MIT researchers have flown the first airplane that has no moving parts. The aircraft, packed with lithium-ion batteries, used an ion thruster to fly the 60 meters that were available in the indoor flight area.
“This was the simplest possible plane we could design that could prove the concept that an ion plane could fly,” said Steven Barrett, associate professor of aeronautics and astronautics at MIT. “It's still some way away from an aircraft that could perform a useful mission. It needs to be more efficient, fly for longer, and fly outside.”
The plane weighs a little over 2 kilograms (5 pounds), and its engine has a thrust-to-weight ratio roughly comparable to that of a jet engine. Its lithium-ion batteries put out about 500 watts.
Ion drive was first demonstrated 101 years ago by famed rocketeer Robert Goddard, and it’s now routinely used in space, for instance to reposition satellites. Space applications are natural because of the great thrust that can be generated while using a very small amount of propellant, always in short supply up in orbit.

STORED RECORDS>
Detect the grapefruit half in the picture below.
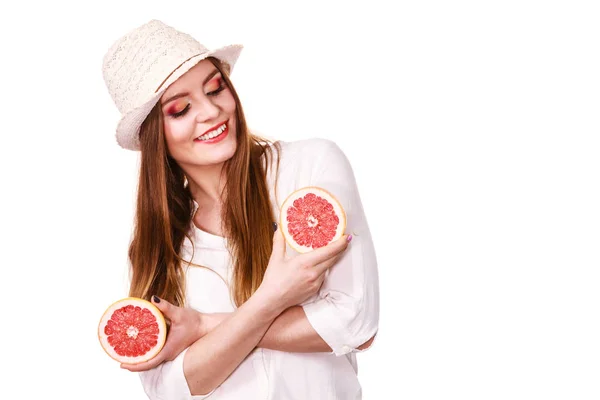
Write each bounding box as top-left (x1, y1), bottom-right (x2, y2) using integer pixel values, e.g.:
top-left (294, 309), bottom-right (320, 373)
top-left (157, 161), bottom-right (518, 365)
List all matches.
top-left (279, 186), bottom-right (346, 253)
top-left (98, 297), bottom-right (167, 364)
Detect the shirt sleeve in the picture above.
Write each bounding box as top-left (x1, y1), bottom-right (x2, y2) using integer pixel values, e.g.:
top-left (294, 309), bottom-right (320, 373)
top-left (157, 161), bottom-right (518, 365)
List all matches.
top-left (302, 141), bottom-right (379, 356)
top-left (139, 349), bottom-right (214, 400)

TASK REQUIREMENTS>
Please write what comes next in the article on MIT's ion-drive airplane, picking up right after its final sentence. The data are not needed here.

SOLVED EXERCISE>
“For every kilogram [of propellant] you take up in space you have to have more propellant in the launch vehicle,” Barrett said, in a press conference run by the journal Nature, which today published the study. “So you use the propellant as efficiently as you can, throwing it behind you as fast as you can. In our application it’s sort of the opposite: You want a large volume of air, and the ion wind is a good way of achieving that objective.”
The researchers produce that wind by running 40,000 volts through a number of thin electrodes at the front of the plane’s 5-meter wingspan. That strips electrons off nitrogen molecules in the air, leaving behind positively charged ions. The ions then shoot toward a second electrode at the back; on the way, they collide with millions of air molecules, pushing them along as well—hence the large volume of air.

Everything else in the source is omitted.